Whatever lines the data contains, output all of them unchanged.

BEGIN Given entries

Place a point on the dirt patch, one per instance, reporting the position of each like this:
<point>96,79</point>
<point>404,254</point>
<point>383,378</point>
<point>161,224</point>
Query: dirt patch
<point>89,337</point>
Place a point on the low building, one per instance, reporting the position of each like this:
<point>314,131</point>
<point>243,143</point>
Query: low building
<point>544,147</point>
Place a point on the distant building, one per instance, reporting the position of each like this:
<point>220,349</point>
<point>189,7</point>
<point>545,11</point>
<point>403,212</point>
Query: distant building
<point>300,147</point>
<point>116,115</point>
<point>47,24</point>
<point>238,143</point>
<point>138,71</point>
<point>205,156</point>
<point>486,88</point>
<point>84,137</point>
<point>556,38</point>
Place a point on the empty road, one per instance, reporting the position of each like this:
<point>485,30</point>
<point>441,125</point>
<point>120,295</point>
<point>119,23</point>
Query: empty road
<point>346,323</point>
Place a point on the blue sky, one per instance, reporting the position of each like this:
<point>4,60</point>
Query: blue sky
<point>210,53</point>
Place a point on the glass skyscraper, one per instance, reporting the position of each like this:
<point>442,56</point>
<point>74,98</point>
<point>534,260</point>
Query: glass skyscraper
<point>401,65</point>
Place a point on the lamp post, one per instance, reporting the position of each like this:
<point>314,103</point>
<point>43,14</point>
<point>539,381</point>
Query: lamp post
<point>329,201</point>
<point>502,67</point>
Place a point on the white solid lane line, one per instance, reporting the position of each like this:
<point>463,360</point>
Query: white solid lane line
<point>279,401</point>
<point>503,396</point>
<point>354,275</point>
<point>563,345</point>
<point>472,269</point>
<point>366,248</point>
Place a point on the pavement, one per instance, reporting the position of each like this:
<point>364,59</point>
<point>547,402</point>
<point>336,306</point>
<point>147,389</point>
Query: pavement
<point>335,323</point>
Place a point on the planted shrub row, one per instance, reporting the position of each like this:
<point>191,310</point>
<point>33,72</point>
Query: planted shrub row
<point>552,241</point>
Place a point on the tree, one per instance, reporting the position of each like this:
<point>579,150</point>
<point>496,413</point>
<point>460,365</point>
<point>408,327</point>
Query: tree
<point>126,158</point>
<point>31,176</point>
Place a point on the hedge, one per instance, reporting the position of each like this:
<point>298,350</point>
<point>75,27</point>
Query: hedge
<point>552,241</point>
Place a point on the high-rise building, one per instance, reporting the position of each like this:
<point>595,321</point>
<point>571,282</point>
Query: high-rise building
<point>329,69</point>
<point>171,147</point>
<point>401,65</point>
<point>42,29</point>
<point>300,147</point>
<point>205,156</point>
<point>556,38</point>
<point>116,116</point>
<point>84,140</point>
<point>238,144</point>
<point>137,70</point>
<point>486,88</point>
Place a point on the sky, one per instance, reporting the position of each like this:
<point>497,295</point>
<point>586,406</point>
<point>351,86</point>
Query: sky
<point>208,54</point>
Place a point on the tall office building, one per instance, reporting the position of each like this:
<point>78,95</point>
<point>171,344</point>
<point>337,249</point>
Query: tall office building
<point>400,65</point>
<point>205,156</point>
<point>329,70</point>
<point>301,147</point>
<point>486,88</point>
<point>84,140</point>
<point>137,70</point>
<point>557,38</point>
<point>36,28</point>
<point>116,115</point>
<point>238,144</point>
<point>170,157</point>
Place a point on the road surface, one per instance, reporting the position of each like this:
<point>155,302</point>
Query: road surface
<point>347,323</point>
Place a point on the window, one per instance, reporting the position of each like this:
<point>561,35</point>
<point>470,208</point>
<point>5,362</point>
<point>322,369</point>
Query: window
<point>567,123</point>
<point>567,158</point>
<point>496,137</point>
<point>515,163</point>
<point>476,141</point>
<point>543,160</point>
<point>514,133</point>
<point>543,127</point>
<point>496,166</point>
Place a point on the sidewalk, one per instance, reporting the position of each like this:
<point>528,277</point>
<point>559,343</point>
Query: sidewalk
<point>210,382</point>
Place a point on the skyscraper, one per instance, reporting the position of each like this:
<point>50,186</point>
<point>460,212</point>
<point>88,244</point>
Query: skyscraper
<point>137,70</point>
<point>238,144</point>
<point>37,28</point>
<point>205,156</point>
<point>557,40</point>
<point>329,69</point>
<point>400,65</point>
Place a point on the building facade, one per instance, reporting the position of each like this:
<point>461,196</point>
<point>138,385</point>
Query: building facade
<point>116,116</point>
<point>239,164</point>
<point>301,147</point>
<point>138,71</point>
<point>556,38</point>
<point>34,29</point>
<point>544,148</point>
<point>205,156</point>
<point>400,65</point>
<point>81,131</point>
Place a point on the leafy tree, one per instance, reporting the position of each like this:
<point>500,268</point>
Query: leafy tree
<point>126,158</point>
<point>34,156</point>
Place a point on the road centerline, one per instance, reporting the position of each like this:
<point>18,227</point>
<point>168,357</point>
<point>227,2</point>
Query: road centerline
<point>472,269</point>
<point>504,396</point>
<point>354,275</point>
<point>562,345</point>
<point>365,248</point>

END Given entries

Answer box:
Place a point on the dirt patch, one per instance, reporting the position of each like this:
<point>96,79</point>
<point>404,254</point>
<point>383,378</point>
<point>161,224</point>
Query: dirt patch
<point>89,337</point>
Place a point on the low building, one per instance, reporting the position of each like this:
<point>314,131</point>
<point>243,143</point>
Query: low building
<point>544,147</point>
Place a point on the distant building, one per instance, reporting the position of each like this:
<point>220,349</point>
<point>189,7</point>
<point>545,11</point>
<point>403,212</point>
Query: distant building
<point>300,147</point>
<point>116,115</point>
<point>47,24</point>
<point>238,143</point>
<point>138,71</point>
<point>205,156</point>
<point>486,88</point>
<point>84,137</point>
<point>556,38</point>
Place a point on the empty road, one per instance, reporting the position of each like this:
<point>485,30</point>
<point>441,125</point>
<point>120,295</point>
<point>119,23</point>
Query: empty road
<point>346,323</point>
Place a point on the blue sky, one per instance, reporting the position of each like this:
<point>4,60</point>
Query: blue sky
<point>210,53</point>
Place a point on the glass skyscraper, one per instance, reporting the position of each like this:
<point>442,56</point>
<point>74,98</point>
<point>534,260</point>
Query: glass skyscraper
<point>401,65</point>
Place a point on the lamp post, one per instance, reporting the position of each like this:
<point>314,103</point>
<point>43,14</point>
<point>539,381</point>
Query: lamp post
<point>329,201</point>
<point>502,67</point>
Place a point on the white solid lane line, one per instance, reporting the position of each like this:
<point>463,360</point>
Query: white solid lane line
<point>279,401</point>
<point>503,396</point>
<point>354,275</point>
<point>563,345</point>
<point>472,269</point>
<point>366,248</point>
Place a point on the pavement, one per instance, reporting the position of each like this:
<point>364,59</point>
<point>547,402</point>
<point>336,306</point>
<point>147,389</point>
Query: pavement
<point>335,323</point>
Place a point on the planted shrub row, one per instance, reporting the position of each like this:
<point>191,310</point>
<point>33,72</point>
Query: planted shrub row
<point>552,241</point>
Place a point on the tree, one per instance, reporting the position of each like this:
<point>579,150</point>
<point>496,413</point>
<point>460,365</point>
<point>408,327</point>
Query: tree
<point>126,158</point>
<point>31,176</point>
Place a point on the hedge, one per instance, reporting the position of each like this:
<point>298,350</point>
<point>75,27</point>
Query: hedge
<point>552,241</point>
Place a point on the high-rise building, one per instance, reporting the position of each like this:
<point>595,321</point>
<point>571,282</point>
Query: high-rise building
<point>329,69</point>
<point>171,147</point>
<point>401,65</point>
<point>42,29</point>
<point>300,147</point>
<point>205,156</point>
<point>556,38</point>
<point>116,116</point>
<point>84,140</point>
<point>238,144</point>
<point>137,70</point>
<point>486,88</point>
Place a point on the sky, one per instance, reporting the position of each like this:
<point>497,295</point>
<point>586,406</point>
<point>351,86</point>
Query: sky
<point>208,54</point>
Place a point on the tall office building, one per instance, reporting the position of each like this:
<point>78,95</point>
<point>171,344</point>
<point>337,249</point>
Query: tall office building
<point>400,65</point>
<point>205,156</point>
<point>329,70</point>
<point>301,147</point>
<point>486,88</point>
<point>84,140</point>
<point>137,70</point>
<point>557,38</point>
<point>36,28</point>
<point>116,115</point>
<point>238,144</point>
<point>170,157</point>
Place a point on the road surface, one per instance, reporting the position of each like this:
<point>155,302</point>
Query: road surface
<point>347,323</point>
Place a point on the window, one per instance, reporting the position of each like this:
<point>561,35</point>
<point>470,208</point>
<point>5,362</point>
<point>322,369</point>
Query: window
<point>567,123</point>
<point>567,158</point>
<point>496,137</point>
<point>515,163</point>
<point>476,141</point>
<point>543,160</point>
<point>514,133</point>
<point>543,127</point>
<point>496,166</point>
Place a point on the sidewalk, one per instance, reporting the position of each like this:
<point>528,277</point>
<point>559,343</point>
Query: sidewalk
<point>210,382</point>
Place a point on the skyscraper, one per instance, reporting the position of each like this:
<point>50,186</point>
<point>460,212</point>
<point>88,244</point>
Query: skyscraper
<point>137,70</point>
<point>238,144</point>
<point>37,28</point>
<point>205,156</point>
<point>557,40</point>
<point>329,69</point>
<point>400,65</point>
Place a point on the building facade, one per instance, reporting the position of each like this:
<point>461,196</point>
<point>138,385</point>
Query: building facade
<point>116,116</point>
<point>239,164</point>
<point>301,147</point>
<point>138,71</point>
<point>556,38</point>
<point>34,29</point>
<point>544,148</point>
<point>205,156</point>
<point>400,65</point>
<point>81,131</point>
Place a point on the leafy tree, one per instance, reporting the position of each like this:
<point>500,268</point>
Query: leafy tree
<point>126,158</point>
<point>34,156</point>
Place a point on the road centerline, one per instance, reporting the position of each like this:
<point>18,227</point>
<point>168,357</point>
<point>227,2</point>
Query: road centerline
<point>472,269</point>
<point>504,396</point>
<point>354,275</point>
<point>562,345</point>
<point>365,248</point>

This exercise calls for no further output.